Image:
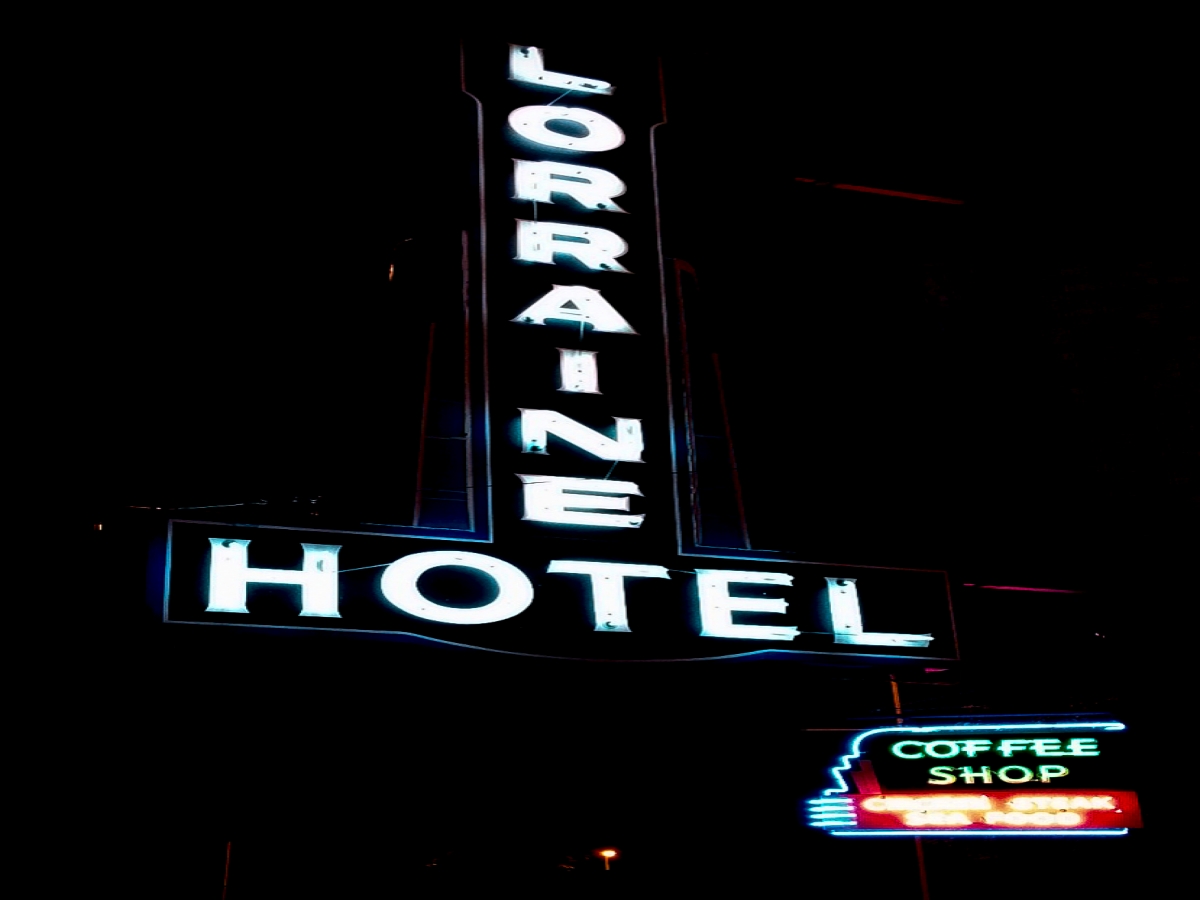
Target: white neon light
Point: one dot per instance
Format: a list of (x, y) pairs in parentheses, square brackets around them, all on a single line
[(538, 424), (600, 132), (229, 574), (609, 609), (399, 587), (594, 247), (589, 187), (717, 606), (573, 303), (549, 498), (526, 65), (577, 371), (847, 619)]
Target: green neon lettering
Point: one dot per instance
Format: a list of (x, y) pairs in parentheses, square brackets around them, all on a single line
[(1083, 747), (949, 747), (897, 751), (972, 748), (1048, 747), (942, 775), (1009, 744), (1015, 774), (970, 775)]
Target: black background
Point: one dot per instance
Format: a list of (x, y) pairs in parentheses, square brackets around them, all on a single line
[(1003, 389)]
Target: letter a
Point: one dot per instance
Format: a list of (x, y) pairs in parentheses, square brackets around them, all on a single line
[(573, 303)]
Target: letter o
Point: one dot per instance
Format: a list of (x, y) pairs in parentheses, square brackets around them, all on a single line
[(952, 744), (533, 124), (399, 587), (1026, 774)]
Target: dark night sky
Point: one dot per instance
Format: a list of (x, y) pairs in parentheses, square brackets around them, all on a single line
[(1011, 383)]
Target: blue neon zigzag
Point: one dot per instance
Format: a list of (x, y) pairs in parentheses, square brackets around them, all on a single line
[(827, 803)]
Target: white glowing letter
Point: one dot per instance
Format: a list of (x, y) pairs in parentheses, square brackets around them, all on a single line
[(229, 573), (594, 247), (573, 303), (546, 499), (538, 424), (609, 587), (847, 619), (717, 606), (526, 65), (577, 371), (592, 189), (514, 592), (599, 132)]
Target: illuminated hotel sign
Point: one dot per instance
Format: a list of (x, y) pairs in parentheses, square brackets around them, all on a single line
[(575, 541), (963, 780)]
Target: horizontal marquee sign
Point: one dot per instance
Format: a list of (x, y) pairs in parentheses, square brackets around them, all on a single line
[(552, 598), (1066, 779)]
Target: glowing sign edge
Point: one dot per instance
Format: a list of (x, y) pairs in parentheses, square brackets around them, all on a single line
[(831, 793)]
+===+
DIRECTION: Reproduce the entire listing above word for word, leaving out the picture.

RESULT OF THIS TASK:
Image:
Target: white neon light
Point: one dot per instance
Format: a list of (x, y) pairs in parentheses, square brackets around them, all on a single line
[(538, 424), (600, 132), (229, 574), (609, 609), (399, 587), (594, 247), (589, 187), (717, 606), (573, 303), (549, 498), (526, 65), (577, 371), (847, 619)]
Target: green neon lettering
Point: one dot per instance
Format: a list of (x, y) pairs in parentheses, square brackets around them, all on a single line
[(1083, 747), (949, 747), (897, 751), (972, 748), (1048, 747), (942, 775), (1009, 744), (1015, 774), (970, 775)]
Target: black background
Point: one dot per instance
Format: a list of (x, y) pairs in parentheses, square brackets around them, all on a single line
[(1003, 389)]
Target: letter a
Point: one dot per instance
Format: a list of (x, y) pairs in parentheses, square brackets around them, all on a single line
[(573, 303)]
Target: letter o
Point: one dot per instance
Format: a list of (x, y) pairs in parentheses, square brackets around them, all on a single line
[(952, 744), (533, 124), (399, 587), (1026, 774)]
Target: dark night sky
Point: one dot per instance
Format: a list of (x, y) pairs in parentheses, square brackets around them, all on a single line
[(1011, 383)]
Target: blue neon zigzag
Point: one dot per instance
Format: a list of (x, y) pairs in parentheses, square brackets around them, all on a single line
[(827, 803)]
Target: white glowing letter
Point: one dot per instance
Format: a list of (x, y) pairs in parentheses, square brackets around them, all on a single line
[(229, 573), (594, 247), (573, 303), (546, 499), (538, 424), (609, 587), (847, 619), (717, 606), (526, 65), (577, 371), (592, 189), (514, 592), (599, 132)]
Target: illuminated hotel sign
Point: one dot per instance
Format: a list of (x, y) pairs in parentheses, square brackets around them, all on a single line
[(575, 541), (963, 780)]
Target: horizontal marquee sign
Point: one dot per instance
Format: a list of (x, y) pairs in parentheses, square brackets around them, all on a single line
[(552, 598), (1066, 779)]
Target: glowing sign edge
Point: one dot per instance
Format: a list of (x, y) pairs in parentheses, square brackets around them, all on a single line
[(831, 793)]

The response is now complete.